◆ **ACTION ITEM**:
Here is a listing; restate all of it exactly.

◆ **MATERIAL SUPPLIED**:
------------------------------------------------
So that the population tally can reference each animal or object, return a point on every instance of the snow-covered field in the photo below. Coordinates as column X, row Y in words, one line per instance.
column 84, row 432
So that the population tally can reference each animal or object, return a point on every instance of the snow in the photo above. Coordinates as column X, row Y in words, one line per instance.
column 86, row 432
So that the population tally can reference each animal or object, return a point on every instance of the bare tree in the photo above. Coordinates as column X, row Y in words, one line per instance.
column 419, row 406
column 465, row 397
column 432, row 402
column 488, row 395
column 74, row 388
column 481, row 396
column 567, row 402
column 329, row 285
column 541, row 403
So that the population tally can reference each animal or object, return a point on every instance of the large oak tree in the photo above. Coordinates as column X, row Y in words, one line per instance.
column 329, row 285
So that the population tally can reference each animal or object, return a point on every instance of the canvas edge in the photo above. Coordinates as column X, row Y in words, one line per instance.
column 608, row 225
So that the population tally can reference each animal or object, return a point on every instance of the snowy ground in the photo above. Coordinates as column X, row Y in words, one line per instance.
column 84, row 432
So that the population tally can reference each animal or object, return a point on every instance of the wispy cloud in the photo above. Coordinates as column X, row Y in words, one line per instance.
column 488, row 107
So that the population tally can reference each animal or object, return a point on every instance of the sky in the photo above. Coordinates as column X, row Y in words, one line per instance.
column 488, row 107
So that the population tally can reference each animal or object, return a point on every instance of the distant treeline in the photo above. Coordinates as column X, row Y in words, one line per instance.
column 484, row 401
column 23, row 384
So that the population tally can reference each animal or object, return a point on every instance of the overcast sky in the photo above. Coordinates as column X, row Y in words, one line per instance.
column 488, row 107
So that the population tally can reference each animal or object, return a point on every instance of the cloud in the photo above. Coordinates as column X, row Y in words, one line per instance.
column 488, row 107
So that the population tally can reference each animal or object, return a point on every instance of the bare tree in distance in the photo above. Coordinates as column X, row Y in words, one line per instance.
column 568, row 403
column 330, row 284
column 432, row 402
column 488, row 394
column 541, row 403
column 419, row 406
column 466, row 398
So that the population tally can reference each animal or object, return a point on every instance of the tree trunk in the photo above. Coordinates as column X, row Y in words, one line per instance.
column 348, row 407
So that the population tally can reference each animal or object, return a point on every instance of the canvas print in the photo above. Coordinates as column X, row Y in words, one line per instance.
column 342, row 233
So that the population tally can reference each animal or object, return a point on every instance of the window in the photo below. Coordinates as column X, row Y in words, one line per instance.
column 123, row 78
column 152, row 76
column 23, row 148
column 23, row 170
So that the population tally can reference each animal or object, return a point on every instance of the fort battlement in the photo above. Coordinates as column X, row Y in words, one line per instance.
------------------------------------------------
◆ **RESPONSE**:
So that the population tally can reference each animal or object, return a point on every instance of the snow-covered field in the photo below. Coordinates as column X, row Y in words, one line per instance.
column 84, row 432
So that the population tally can reference each animal or object, return a point on every instance of the snow in the photo above. Coordinates as column X, row Y in words, one line per instance.
column 86, row 432
So that the population tally can reference each animal or object, return a point on every instance of the bare tree in the photo above. Coordinates as column X, row Y in words, one line per instance.
column 419, row 406
column 465, row 397
column 432, row 402
column 488, row 395
column 74, row 388
column 481, row 396
column 567, row 402
column 329, row 285
column 541, row 403
So that the population tally can reference each animal or object, return a point on every instance of the large oak tree in the photo above. Coordinates as column X, row Y in words, one line per instance.
column 329, row 285
So that the population tally can reference each animal or object, return a point on every instance of the canvas edge in the photo above. Coordinates as column X, row Y in words, one line per instance.
column 608, row 225
So that the population tally can reference each animal or object, return a point on every instance of the snowy ground in the photo above. Coordinates as column X, row Y in words, one line per instance.
column 84, row 432
So that the population tally can reference each animal or object, return a point on every instance of the wispy cloud in the photo above. Coordinates as column X, row Y in words, one line per instance.
column 488, row 107
So that the population tally can reference each animal or object, return a point on every instance of the sky in the photo above. Coordinates as column X, row Y in words, one line per instance.
column 488, row 107
So that the population tally can reference each animal or object, return a point on every instance of the distant treeline in the photo above. Coordinates as column X, row Y in words, one line per instance.
column 484, row 401
column 23, row 384
So that the population tally can reference each animal or object, return a point on every instance of the overcast sky in the photo above. Coordinates as column X, row Y in words, one line per instance.
column 488, row 107
So that the population tally can reference each animal or object, return a point on every instance of the cloud in the photo above. Coordinates as column X, row Y in words, one line per instance.
column 488, row 107
So that the population tally can reference each animal or object, return a point on every instance of the bare tree in distance in the photo above. Coordinates as column X, row Y in words, one line per instance.
column 568, row 403
column 330, row 284
column 432, row 402
column 488, row 394
column 541, row 403
column 419, row 406
column 466, row 398
So that the population tally can reference each animal or object, return a point on every instance of the tree trunk in the photo above. Coordinates as column X, row Y in words, one line per instance.
column 348, row 407
So that the population tally can reference each animal or object, return a point on every instance of the canvas print in the photo above. Coordinates as column X, row Y in words, one line per instance.
column 342, row 233
So that the population tally can reference each animal or object, return a point on every instance of the window in the photo below. Coordinates as column X, row Y in words, one line per instance.
column 123, row 78
column 152, row 76
column 23, row 148
column 23, row 170
So that the population tally can reference each animal or object, return a point on every instance of the fort battlement in the photo above. Coordinates as column X, row Y in words, one line per instance.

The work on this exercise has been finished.